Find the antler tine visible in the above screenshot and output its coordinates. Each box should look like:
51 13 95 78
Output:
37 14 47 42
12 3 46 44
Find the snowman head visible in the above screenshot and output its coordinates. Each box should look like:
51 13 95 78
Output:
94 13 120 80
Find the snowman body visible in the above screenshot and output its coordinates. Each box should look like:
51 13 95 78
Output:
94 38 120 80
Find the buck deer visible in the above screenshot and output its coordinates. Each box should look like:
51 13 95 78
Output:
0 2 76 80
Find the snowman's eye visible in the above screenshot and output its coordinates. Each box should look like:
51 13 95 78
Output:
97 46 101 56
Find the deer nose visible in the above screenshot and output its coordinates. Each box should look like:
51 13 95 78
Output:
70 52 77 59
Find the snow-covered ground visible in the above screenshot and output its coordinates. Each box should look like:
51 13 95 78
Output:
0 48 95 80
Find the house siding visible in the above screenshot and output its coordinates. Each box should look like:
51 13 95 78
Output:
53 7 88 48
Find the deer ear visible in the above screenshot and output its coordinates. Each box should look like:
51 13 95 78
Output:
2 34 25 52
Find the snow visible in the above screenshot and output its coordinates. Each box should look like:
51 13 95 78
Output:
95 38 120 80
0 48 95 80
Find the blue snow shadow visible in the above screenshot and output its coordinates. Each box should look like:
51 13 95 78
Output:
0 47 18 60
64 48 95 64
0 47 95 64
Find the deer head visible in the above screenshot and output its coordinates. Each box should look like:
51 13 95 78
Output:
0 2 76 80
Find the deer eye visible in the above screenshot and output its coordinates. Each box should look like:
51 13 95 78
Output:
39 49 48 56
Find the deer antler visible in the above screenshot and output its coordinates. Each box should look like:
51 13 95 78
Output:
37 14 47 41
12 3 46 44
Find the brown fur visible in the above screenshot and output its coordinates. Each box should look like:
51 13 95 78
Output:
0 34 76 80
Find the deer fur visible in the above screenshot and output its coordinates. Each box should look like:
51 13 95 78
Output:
..............................
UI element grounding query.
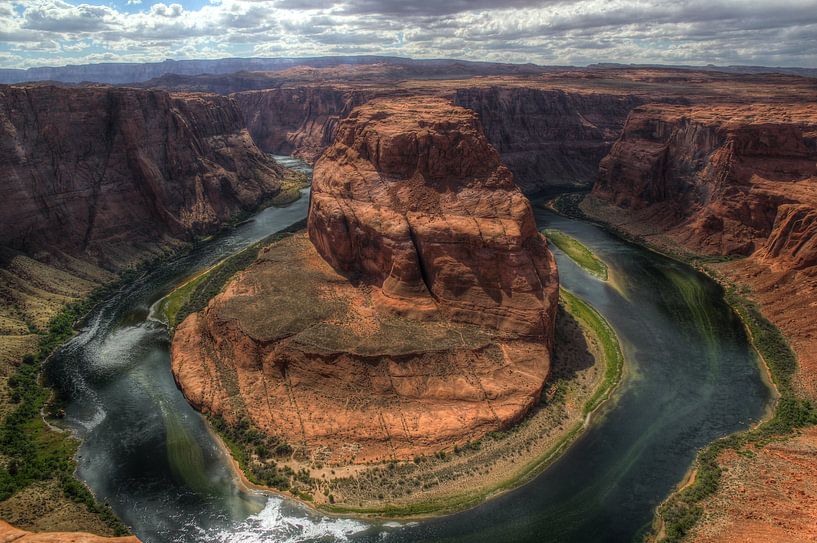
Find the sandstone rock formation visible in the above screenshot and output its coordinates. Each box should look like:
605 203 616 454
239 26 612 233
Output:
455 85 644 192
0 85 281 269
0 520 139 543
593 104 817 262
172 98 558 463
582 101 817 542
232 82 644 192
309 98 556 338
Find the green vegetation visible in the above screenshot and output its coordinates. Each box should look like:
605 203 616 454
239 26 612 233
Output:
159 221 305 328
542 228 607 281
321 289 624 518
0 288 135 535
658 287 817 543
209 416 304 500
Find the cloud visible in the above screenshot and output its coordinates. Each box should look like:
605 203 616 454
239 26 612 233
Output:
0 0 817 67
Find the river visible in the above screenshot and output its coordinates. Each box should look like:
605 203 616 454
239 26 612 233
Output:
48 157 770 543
..............................
Starting with the line that contains "Find the antler" and going on through the line that contains "97 46 101 56", express the material as a JSON list of strings, one string per line, with blank lines left out and both end lines included.

Response to this exercise:
[
  "Find the antler tine visible in the above screenshot and output its coordinates. Each box should look like:",
  "51 13 95 78",
  "Output:",
  "37 14 47 42",
  "12 3 46 44",
  "Find the snowman head visible in the above screenshot and output its coordinates. Each box should look like:",
  "51 13 95 78",
  "Output:",
  "94 13 120 80",
  "Find the snowman body visible in the above screenshot and output its coordinates. Each box should look like:",
  "51 13 95 78",
  "Output:",
  "94 38 120 80",
  "Find the buck deer visible in the above screenshot and output its coordinates. Each box should look like:",
  "51 13 95 78",
  "Output:",
  "0 2 76 80",
  "Find the snowman's eye visible in the above screenshot and output its coordinates. Each box should look like:",
  "51 13 95 78",
  "Output:",
  "97 46 101 56"
]